→ The problem
Can you transfer the part of the rows that opens with the line containing "of the landscaped" and closes with the last row, requests included, adding -81 to every coordinate in the answers but not to the numbers in the requests or their format samples?

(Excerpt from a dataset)
__________
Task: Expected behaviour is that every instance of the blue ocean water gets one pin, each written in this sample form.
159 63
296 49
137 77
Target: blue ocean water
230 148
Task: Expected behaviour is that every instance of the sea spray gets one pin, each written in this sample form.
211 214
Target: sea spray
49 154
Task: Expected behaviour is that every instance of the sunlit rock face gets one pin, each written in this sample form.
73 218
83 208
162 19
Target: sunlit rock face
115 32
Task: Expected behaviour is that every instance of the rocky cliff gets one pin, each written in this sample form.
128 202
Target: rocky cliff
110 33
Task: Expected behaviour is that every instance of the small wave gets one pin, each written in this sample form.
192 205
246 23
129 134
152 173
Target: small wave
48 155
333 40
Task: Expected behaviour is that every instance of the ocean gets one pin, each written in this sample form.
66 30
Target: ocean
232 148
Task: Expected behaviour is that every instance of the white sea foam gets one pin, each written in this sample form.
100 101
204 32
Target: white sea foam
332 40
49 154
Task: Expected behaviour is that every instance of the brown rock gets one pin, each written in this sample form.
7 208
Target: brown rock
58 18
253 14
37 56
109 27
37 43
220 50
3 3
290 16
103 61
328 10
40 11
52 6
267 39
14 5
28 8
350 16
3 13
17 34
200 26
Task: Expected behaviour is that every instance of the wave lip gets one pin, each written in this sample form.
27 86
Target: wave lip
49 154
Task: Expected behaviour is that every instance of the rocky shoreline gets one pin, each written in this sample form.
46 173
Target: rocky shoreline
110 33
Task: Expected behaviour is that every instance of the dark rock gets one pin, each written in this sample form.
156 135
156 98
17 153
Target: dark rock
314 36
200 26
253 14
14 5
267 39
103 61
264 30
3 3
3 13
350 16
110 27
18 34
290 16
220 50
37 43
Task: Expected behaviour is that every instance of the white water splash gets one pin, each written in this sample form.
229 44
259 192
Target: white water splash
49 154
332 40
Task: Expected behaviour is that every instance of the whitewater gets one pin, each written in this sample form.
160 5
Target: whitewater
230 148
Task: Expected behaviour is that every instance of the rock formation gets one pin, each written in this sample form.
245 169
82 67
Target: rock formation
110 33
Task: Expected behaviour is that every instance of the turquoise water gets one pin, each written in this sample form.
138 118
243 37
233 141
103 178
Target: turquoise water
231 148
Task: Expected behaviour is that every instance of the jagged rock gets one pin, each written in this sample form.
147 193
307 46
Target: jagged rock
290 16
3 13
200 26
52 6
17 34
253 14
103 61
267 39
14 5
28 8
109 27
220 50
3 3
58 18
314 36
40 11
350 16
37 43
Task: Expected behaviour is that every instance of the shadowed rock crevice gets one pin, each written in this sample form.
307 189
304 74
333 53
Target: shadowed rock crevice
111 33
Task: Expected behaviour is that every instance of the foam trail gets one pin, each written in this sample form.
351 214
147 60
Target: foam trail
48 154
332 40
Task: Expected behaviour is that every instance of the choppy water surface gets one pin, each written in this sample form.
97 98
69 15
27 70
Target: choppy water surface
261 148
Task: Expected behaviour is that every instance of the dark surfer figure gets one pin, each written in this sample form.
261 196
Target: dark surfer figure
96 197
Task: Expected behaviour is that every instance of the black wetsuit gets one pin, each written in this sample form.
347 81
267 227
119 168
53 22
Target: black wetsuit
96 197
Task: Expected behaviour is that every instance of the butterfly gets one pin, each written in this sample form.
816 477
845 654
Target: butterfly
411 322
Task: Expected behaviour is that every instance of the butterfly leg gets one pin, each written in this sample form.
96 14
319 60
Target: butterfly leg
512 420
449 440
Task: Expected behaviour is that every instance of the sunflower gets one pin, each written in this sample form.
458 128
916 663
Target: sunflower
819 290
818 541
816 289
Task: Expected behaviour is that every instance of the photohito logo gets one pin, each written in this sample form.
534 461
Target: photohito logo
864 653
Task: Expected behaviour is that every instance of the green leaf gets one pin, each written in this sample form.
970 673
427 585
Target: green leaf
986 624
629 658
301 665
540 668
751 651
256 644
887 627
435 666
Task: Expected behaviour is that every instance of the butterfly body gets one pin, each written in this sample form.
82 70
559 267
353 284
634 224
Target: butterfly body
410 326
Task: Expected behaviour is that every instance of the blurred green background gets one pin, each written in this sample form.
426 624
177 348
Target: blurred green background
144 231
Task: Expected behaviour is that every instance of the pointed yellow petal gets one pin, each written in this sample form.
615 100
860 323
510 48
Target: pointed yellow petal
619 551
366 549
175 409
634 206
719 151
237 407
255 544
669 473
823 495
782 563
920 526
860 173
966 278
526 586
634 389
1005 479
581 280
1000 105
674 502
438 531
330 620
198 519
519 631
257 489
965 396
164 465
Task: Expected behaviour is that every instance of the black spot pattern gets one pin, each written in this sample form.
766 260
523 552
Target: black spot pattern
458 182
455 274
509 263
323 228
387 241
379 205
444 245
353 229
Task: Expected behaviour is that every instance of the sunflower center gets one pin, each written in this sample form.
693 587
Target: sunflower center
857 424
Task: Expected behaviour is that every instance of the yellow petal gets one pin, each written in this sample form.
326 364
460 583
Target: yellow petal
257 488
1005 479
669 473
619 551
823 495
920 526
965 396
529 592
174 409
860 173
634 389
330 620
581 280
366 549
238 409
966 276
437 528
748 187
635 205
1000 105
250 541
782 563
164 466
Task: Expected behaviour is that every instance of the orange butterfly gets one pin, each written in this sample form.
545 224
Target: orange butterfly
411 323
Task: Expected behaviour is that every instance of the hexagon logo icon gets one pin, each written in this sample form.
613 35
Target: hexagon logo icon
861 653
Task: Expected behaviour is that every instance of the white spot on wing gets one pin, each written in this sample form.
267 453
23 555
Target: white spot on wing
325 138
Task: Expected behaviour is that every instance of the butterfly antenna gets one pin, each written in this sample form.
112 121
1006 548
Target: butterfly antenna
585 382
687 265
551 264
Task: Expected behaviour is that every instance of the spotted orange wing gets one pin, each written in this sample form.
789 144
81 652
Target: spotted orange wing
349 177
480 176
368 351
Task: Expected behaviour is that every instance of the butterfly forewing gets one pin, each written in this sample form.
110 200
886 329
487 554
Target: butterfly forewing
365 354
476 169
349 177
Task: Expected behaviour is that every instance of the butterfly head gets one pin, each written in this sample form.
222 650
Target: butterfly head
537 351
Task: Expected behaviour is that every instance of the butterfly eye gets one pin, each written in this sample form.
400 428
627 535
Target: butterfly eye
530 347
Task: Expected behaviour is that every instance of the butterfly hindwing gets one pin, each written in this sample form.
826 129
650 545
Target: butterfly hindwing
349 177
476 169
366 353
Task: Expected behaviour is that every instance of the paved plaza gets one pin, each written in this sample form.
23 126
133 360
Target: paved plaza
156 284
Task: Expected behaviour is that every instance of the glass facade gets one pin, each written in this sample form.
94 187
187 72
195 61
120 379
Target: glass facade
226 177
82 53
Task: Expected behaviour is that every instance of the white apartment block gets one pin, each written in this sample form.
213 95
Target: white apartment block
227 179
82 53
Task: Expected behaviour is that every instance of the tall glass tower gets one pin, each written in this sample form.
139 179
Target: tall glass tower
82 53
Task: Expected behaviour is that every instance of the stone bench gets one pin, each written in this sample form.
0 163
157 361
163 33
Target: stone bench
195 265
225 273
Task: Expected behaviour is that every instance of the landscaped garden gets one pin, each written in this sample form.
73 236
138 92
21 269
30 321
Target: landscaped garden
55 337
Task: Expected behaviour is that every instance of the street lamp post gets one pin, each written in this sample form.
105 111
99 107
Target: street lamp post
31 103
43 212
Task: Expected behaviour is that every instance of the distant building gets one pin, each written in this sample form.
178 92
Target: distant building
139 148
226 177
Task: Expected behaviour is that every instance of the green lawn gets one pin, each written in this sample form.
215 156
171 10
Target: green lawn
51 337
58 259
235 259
__________
→ Expected answer
Task: Expected behaviour is that every instance of the landscaped garden gets one pin, each written in this sample form.
73 236
138 92
21 269
30 321
Target: landscaped garden
-26 256
Task: Expected behaviour is that every instance of the street lamp post gets one pin, each written in this sample form.
105 111
99 107
Target: street lamp post
-50 22
-38 131
Task: Expected behaviour is that every instance of the distant building gets one pin, each written in this sample form.
178 92
Target: distant building
58 67
145 96
Task: Expected behaviour is that every instance of the green lawn gets one pin, each written in this sample form.
215 156
171 10
Target: green lawn
-30 256
-23 178
154 178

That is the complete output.